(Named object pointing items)
-*-
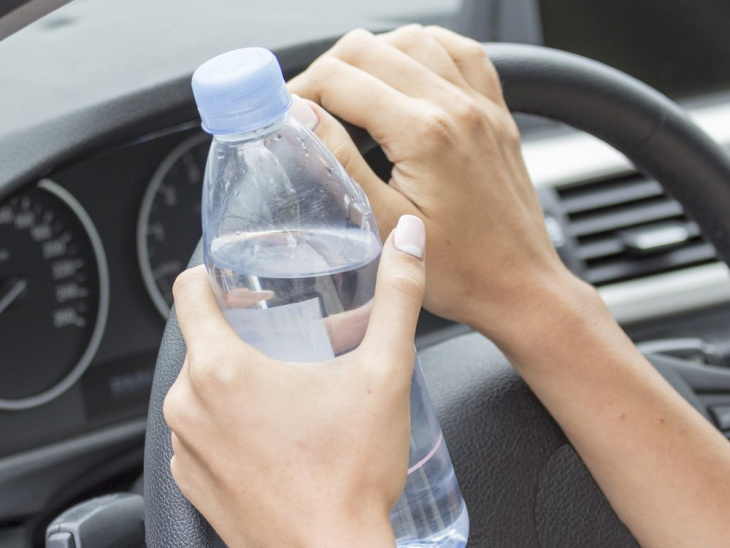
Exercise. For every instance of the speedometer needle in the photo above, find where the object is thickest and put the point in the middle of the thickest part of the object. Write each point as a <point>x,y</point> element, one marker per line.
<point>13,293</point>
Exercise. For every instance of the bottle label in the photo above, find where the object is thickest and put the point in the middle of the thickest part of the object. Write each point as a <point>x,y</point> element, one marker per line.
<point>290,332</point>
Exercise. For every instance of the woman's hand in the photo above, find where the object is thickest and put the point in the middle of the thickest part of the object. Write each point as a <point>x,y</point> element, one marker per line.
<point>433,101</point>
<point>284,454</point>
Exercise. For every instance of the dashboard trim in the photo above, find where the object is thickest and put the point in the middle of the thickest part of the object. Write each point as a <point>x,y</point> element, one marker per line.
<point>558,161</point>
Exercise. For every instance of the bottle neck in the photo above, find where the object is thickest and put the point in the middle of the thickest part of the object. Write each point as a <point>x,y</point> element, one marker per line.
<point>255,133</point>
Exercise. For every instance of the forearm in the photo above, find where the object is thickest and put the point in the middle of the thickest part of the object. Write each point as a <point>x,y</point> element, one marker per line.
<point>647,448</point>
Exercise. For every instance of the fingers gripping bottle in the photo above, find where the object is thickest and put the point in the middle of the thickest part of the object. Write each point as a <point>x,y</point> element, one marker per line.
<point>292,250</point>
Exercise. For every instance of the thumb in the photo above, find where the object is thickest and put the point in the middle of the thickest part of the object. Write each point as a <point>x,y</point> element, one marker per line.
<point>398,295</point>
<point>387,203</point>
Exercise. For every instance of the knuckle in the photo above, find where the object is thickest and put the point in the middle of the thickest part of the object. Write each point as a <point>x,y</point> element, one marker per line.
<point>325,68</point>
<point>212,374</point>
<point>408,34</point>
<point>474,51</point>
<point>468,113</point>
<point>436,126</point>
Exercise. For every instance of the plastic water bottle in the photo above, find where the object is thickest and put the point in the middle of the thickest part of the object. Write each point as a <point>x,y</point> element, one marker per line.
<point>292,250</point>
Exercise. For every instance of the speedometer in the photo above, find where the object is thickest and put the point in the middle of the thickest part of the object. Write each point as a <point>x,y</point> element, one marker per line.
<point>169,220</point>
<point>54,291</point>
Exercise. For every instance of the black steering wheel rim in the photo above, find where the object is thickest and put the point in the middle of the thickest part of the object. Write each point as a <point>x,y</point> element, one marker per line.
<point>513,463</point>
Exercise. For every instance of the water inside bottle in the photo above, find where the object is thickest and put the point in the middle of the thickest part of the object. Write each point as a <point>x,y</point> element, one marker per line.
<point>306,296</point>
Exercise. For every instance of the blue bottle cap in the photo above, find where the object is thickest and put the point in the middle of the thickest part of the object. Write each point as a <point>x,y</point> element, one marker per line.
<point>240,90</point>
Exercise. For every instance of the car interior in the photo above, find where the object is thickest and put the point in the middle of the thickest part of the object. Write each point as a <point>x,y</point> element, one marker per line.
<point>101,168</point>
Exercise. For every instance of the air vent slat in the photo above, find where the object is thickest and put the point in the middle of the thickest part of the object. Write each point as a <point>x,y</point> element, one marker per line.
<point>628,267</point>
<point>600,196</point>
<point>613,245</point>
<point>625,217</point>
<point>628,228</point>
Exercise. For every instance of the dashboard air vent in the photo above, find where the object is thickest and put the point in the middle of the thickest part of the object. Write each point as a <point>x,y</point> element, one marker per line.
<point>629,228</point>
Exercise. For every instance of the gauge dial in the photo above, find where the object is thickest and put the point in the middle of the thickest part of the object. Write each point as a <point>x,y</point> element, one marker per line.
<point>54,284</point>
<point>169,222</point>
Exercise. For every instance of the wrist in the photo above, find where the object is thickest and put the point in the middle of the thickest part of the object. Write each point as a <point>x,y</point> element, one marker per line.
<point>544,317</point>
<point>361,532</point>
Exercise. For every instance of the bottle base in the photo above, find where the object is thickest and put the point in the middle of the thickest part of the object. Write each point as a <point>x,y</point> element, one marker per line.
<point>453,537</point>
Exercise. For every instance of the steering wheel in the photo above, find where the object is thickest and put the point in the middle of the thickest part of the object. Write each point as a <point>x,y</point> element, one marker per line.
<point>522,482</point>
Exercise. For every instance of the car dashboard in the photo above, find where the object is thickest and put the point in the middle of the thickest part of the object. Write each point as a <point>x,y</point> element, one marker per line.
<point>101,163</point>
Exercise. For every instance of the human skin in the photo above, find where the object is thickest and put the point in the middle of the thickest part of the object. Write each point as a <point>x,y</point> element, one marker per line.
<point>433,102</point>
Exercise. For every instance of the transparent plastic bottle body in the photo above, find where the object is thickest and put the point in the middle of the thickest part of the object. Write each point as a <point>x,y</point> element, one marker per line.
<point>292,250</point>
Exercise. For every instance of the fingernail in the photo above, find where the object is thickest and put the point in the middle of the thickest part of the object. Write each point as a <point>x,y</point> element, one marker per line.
-*-
• [Problem statement]:
Please rename "photo" to "image" throughout all of the items above, keeping every other word unchanged. Leave the pictures out of your answer.

• [Result for this task]:
Exercise. For every instance of the speedometer needle in the image above, find where the object is thickest and put the point in the middle of the thickest part of the object. Write each point as a <point>x,y</point> element, one marker per line.
<point>13,293</point>
Exercise. For every instance of the bottle label in the image above, find where the object is thickest and put the point in the middle of the thickest part of the object. Write each point as a <point>x,y</point> element, one marker per line.
<point>290,332</point>
Exercise. For every instance of the woman's hand in the image above, find where the object is thickest and put the point in the middle of the thickest part of the object. Write each point as a <point>x,y</point> element, one marker per line.
<point>433,101</point>
<point>284,454</point>
Exercise. For every instance of the dashboard trim in the image above, find where the object is thickest and put the point in the middle of the thickest part of the object. Write each point as a <point>x,y</point> element, one marker per line.
<point>558,161</point>
Exercise. For every instance of the bottle neck in the image above, find where the object is thickest and put the point in the middle of the thickest part of the object. Write each point as a <point>x,y</point> element, one marker per line.
<point>255,133</point>
Exercise. For every instance of the forearm in the image above, find where the object is thickest and put the point in the middle of the thickest part of the object. Write each point as a <point>x,y</point> element, one marker per line.
<point>647,448</point>
Exercise. For every instance of the fingers gripping bottle in the image above, find where the object is thickest and put the point in the middle of the thickest part of the object. Write each point as a <point>x,y</point> element, one marker per line.
<point>292,250</point>
Exercise. For every instance of the thumb in the image above, find where the object is thickest and put the point in the middle of the thickest part of the object. Write each point as a <point>x,y</point> element, one marker per line.
<point>398,295</point>
<point>387,203</point>
Exercise. For every instance of the knuckle in the image above, find where the object is thickest and put the point in the middle of the thickest part of the object. Write each point as a <point>x,y</point> element, one marker per line.
<point>325,68</point>
<point>212,374</point>
<point>408,34</point>
<point>474,51</point>
<point>468,113</point>
<point>436,126</point>
Exercise. For every instance of the plastic water bottle in the image above, find where the object is thickest and put the point in the middle of the thickest part of the object. Write each point as a <point>x,y</point> element, one marker per line.
<point>292,250</point>
Exercise. For every instance of the speedometer in the image above, find where the object is thickest and put the point in the middle of the thickest part of the object. Write each point as a <point>x,y</point> element, one marker per line.
<point>169,220</point>
<point>54,291</point>
Exercise. For every instance of the black steering wheel rim in the image above, find where the object is thickest and put the point in the middle of the thickest part of the object. Write each point as a <point>x,y</point> element, one marker per line.
<point>513,463</point>
Exercise. For every instance of the water inside bottle in the image above, find where the object is thickest and put the point in the middle of the thickest part of the object. Write each point as a <point>x,y</point> element, one marker per line.
<point>306,296</point>
Exercise. For every instance of the blue bottle cap in the image above, find where the object is thickest and put the point in the middle of the thickest part of the object. Write each point as a <point>x,y</point> element, one marker per line.
<point>240,90</point>
Exercise. For every instance of the car interior in the image above, find where the object is thickest and put the point in the middle of the thickest part of the object. Write each point as a <point>x,y</point> element, one marker per line.
<point>101,168</point>
Exercise. For every instance of the air vent slat in the image above, find where the object is thickest and put the point in the middle of the thickest part of the object. Write each point as a <point>x,y</point> element, one marker per line.
<point>628,267</point>
<point>600,196</point>
<point>613,245</point>
<point>625,217</point>
<point>628,228</point>
Exercise. For every instance of the dashboard air vent in the image above, find where the object is thickest and put the point in the middle of the thickest part of the object. Write each point as a <point>x,y</point> element, one marker per line.
<point>629,228</point>
Exercise. For every instance of the gauge dial in the image above, find where the object is thickest and put the point in the middle of the thickest part of the object. Write each point as a <point>x,y</point> element, one marker per line.
<point>54,284</point>
<point>169,222</point>
Exercise. For every instance of the wrist in the image above, find where the object is thickest and put the point in the middle of the thickest part of the object. Write each point as a <point>x,y</point> element, one marker per line.
<point>544,317</point>
<point>361,532</point>
Exercise. For every instance of the bottle base in the image above, find where the object is thickest and put the point in the middle of the thickest part of the object. Write each point as a <point>x,y</point> element, one marker per line.
<point>453,537</point>
Exercise. For every instance of the steering wheel in the image above, find where the object is thickest and put the point in the middle of the thickest part of the object. Write each point as a <point>x,y</point> element, one marker per line.
<point>522,482</point>
Exercise. For every instance of the car dashboard in the image above, find where the object is thickest and put the point in the middle of the thickest part of the object. Write each point as a <point>x,y</point> element, one marker per line.
<point>101,163</point>
Exercise. For every instance of the human skin in the image above, find where the object is thickest and put the point in the middle of the thickest part of the object. Write each point as a <point>x,y</point> element, one marker per line.
<point>433,102</point>
Exercise. For every instance of the transparent plastic bottle body in the image above, find where the object is thickest and put the point in the middle of the thickest part of the object. Write each point as a <point>x,y</point> element, one marker per line.
<point>292,250</point>
Exercise. For every instance of the fingernail in the image above, find where the object is thickest and put the point in the middle of the thickest part of the object. Write each point as a <point>x,y</point> element, one marker per line.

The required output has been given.